_What the exercise asks:_
Answer these questions using the forum reply below.
(a) Which switch does the reply say was not added for gcc's convenience?
(b) Which two assemblers on the reply's list are described as lacking 64-bit support?
(c) In dos, what form does the reply say the program name takes when it is found?

+++ Text

Re: A more structured approach
- From: Frank Kotler <fbkotler@xxxxxxxxxxx>
- Date: Tue, 06 Jun 2006 10:11:12 -0400
Chinlu wrote:
....
Yes sorry, I've been looking at doing this the most difficult way
Good. If you were looking for the "easy way out", we'd send ya to a VB newsgroup! :)
....
I couldn't do it any of the ways. I'm finding gas a bit strict, and
quite raw
and difficult to get to know.
In the "good old days", Gas had a reputation as being "only a back end to gcc" and "not fit for human consumption". It was true, I think, but Gas has improved a *lot* since then. The ".intel_syntax" switch wasn't added for gcc's convenience! Somebody's thinking about us humans. I still find Gas fairly cryptic, but I haven't spent much time with it. You're fortunate to have choices... Nasm (which won't do 64-bit), Fasm, Yasm, HLA (also 32-bit only, currently)... I think you'll find a "first date" with any of 'em somewhat... awkward. Give Gas a little more time, and if it still isn't satisfying you by the third or fourth "date", move on to something else...
I've been trying the other way round, which is, I get the begining of
the first environment variable, and then start looking in reverse
order till I find the first "/", then I'd have binary name, as well
as current working directory, all in one go.
I'm not sure this will work as you intend. In dos, when we find the "program name" (after the environment variables, in another segment), it's the "full path name". In Linux, what I'm seeing is exactly what I've typed. Generally, just "myprog" (since I've got "." on my path - as long as I'm not root). Might be "./myprog" or "../../myprog" or "/home/myname/programs/test/gas/myprog"... Appending "myprog" to the current working directory isn't always going to give the result we want.

++++++
+++ Provided material

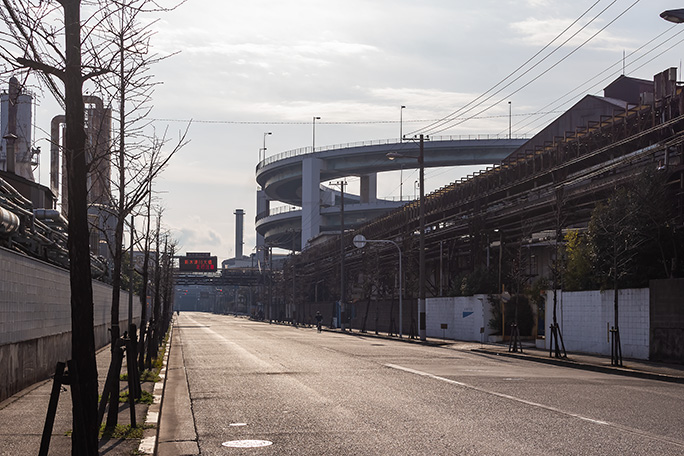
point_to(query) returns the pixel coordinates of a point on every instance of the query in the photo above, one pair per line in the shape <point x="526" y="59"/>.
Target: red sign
<point x="197" y="264"/>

++++++

_The solution:_
(a) The ".intel_syntax" switch.
(b) Nasm and HLA.
(c) The full path name.